** Problem details **
Reproduce each of the rows below verbatim.

☆ ☆ ☆

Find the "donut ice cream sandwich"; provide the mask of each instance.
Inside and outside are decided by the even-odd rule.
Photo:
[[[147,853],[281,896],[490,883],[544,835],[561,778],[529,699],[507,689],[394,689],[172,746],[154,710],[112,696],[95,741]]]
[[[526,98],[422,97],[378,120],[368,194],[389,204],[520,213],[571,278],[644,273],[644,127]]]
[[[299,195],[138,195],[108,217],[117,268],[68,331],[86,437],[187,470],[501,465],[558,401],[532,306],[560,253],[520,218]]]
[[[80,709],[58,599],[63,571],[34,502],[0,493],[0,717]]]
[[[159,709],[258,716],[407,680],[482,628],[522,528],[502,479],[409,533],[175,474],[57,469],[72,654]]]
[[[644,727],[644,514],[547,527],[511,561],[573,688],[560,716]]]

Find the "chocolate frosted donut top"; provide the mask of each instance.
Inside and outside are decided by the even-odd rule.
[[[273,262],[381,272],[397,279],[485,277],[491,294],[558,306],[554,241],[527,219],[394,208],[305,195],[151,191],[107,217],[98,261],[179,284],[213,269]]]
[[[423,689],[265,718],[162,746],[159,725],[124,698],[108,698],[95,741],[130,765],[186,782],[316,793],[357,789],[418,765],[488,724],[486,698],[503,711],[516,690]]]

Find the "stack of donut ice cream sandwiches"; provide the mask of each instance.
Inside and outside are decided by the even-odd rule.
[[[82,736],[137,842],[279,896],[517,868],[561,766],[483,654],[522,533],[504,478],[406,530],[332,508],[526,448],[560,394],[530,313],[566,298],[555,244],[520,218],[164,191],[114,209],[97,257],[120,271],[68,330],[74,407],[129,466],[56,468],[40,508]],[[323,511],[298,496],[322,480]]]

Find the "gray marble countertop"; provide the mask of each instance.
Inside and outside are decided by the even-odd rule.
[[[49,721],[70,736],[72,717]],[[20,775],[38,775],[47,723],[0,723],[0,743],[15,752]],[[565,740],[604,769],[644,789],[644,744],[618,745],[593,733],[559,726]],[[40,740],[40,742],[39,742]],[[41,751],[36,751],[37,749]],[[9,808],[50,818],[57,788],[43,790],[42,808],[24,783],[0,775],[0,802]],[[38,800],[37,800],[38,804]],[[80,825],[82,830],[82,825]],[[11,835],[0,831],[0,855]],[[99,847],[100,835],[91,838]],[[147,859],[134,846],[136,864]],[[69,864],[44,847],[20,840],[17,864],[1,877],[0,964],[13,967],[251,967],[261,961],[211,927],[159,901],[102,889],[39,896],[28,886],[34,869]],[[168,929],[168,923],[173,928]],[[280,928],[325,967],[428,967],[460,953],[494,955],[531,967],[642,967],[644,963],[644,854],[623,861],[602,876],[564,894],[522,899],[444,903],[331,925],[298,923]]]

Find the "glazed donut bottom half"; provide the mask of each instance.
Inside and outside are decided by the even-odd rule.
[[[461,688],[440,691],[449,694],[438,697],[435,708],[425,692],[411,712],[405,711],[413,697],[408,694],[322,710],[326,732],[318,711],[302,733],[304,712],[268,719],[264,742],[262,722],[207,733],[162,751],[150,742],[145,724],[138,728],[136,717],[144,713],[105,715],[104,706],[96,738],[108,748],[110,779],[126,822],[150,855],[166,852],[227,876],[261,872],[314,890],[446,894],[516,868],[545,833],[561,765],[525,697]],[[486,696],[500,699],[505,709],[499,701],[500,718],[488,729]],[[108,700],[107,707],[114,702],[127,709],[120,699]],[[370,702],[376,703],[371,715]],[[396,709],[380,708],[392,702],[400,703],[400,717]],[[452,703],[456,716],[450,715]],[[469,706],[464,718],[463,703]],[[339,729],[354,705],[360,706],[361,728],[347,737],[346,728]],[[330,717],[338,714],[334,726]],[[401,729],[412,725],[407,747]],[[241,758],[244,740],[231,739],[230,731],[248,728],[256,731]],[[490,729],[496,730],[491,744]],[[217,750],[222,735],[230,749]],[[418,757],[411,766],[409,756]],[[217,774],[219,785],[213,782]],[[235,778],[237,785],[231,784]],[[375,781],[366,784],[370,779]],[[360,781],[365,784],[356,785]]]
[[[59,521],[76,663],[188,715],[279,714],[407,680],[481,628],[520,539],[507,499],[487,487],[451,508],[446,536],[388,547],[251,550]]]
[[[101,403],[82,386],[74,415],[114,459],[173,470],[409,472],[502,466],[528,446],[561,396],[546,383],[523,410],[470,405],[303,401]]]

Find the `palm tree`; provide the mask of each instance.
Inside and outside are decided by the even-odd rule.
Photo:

☆ ☆ ☆

** Complete output **
Find the "donut ice cream sandwich"; provide the mask of each instance.
Inside and outside are decided by the even-odd rule.
Photo:
[[[147,853],[281,896],[490,883],[544,835],[561,778],[529,699],[507,689],[394,689],[172,746],[154,710],[112,696],[95,741]]]
[[[526,98],[422,97],[378,120],[368,194],[389,204],[520,213],[571,278],[644,273],[644,127]]]
[[[299,195],[138,195],[108,217],[117,268],[68,331],[86,437],[187,470],[501,465],[558,401],[532,306],[560,253],[520,218]]]
[[[80,709],[58,599],[63,571],[34,502],[0,493],[0,717]]]
[[[159,709],[258,716],[407,680],[482,628],[522,528],[502,479],[409,533],[175,474],[57,469],[72,654]]]
[[[644,727],[644,514],[547,527],[511,561],[573,688],[560,716]]]

Find the "chocolate frosted donut top"; provide the mask of each instance.
Inside and outside are decided by the even-odd rule.
[[[273,262],[381,272],[397,279],[485,277],[491,294],[558,306],[554,241],[527,219],[394,208],[305,195],[151,191],[107,217],[98,261],[179,284],[213,269]]]
[[[423,689],[265,718],[162,746],[159,725],[124,698],[108,698],[95,741],[130,765],[186,782],[316,793],[357,789],[418,765],[488,724],[486,698],[503,711],[516,690]]]

Find the "stack of donut ice cream sandwiches"; provide the mask of each instance.
Inside and outside are decided by the even-odd rule.
[[[82,736],[137,842],[279,896],[517,868],[561,766],[483,654],[522,533],[504,478],[406,530],[332,508],[526,448],[560,394],[530,313],[566,298],[555,244],[520,218],[164,191],[114,209],[97,257],[120,271],[68,330],[74,407],[129,466],[56,468],[40,508]],[[323,511],[298,496],[322,480]]]

Find the "gray marble countertop"; provide the mask of each instance.
Inside and outside are decided by the even-odd rule.
[[[49,721],[70,736],[72,717]],[[20,775],[38,775],[47,723],[0,723],[0,743],[15,752]],[[565,740],[604,769],[644,789],[644,744],[618,745],[593,733],[559,726]],[[40,740],[40,742],[39,742]],[[41,751],[36,751],[37,749]],[[9,808],[50,818],[57,788],[43,790],[42,808],[24,783],[0,775],[0,802]],[[38,800],[37,800],[38,804]],[[80,825],[82,830],[82,825]],[[11,835],[0,831],[0,855]],[[99,847],[100,835],[91,838]],[[147,859],[134,846],[136,864]],[[69,864],[44,847],[20,840],[17,864],[1,877],[0,964],[13,967],[251,967],[261,961],[211,927],[159,901],[102,889],[39,896],[28,886],[34,869]],[[168,929],[168,923],[173,928]],[[280,928],[325,967],[428,967],[460,953],[494,955],[531,967],[642,967],[644,963],[644,854],[623,861],[602,876],[564,894],[522,899],[444,903],[331,925],[298,923]]]

Find the "glazed donut bottom half"; provide the mask of each instance.
Inside and outside are decided by the even-odd rule.
[[[461,688],[440,691],[449,694],[438,697],[435,708],[425,692],[411,712],[405,711],[413,697],[408,694],[322,710],[326,732],[318,711],[302,733],[304,712],[268,719],[264,742],[262,722],[207,733],[162,751],[150,742],[145,724],[138,728],[136,717],[144,713],[105,715],[104,706],[96,738],[108,748],[110,779],[126,822],[150,855],[166,852],[227,876],[261,872],[314,890],[446,894],[516,868],[545,833],[561,765],[525,697]],[[486,696],[500,699],[505,709],[499,701],[500,718],[488,729]],[[108,700],[107,707],[114,702],[127,709],[120,699]],[[370,702],[376,703],[371,715]],[[396,709],[380,708],[392,702],[400,703],[400,717]],[[452,703],[456,716],[450,715]],[[469,706],[464,718],[463,703]],[[339,729],[354,705],[360,706],[361,728],[347,737],[346,728]],[[330,717],[338,714],[334,726]],[[401,729],[412,725],[407,747]],[[241,758],[244,740],[231,739],[230,731],[248,728],[256,731]],[[490,729],[496,730],[491,744]],[[217,750],[222,735],[230,749]],[[418,757],[411,766],[409,756]],[[217,774],[219,785],[213,782]],[[235,778],[237,785],[231,784]],[[375,781],[366,784],[370,779]],[[360,781],[365,784],[356,785]]]
[[[59,521],[76,663],[188,715],[279,714],[407,680],[481,628],[520,539],[507,499],[487,487],[451,508],[446,536],[388,547],[251,550]]]
[[[101,403],[82,386],[74,415],[114,459],[173,470],[409,472],[502,466],[528,446],[561,396],[546,383],[523,410],[470,405],[303,401]]]

Find the `palm tree`; provide the mask of each instance.
Inside and outside are decided by the even-odd rule.
Photo:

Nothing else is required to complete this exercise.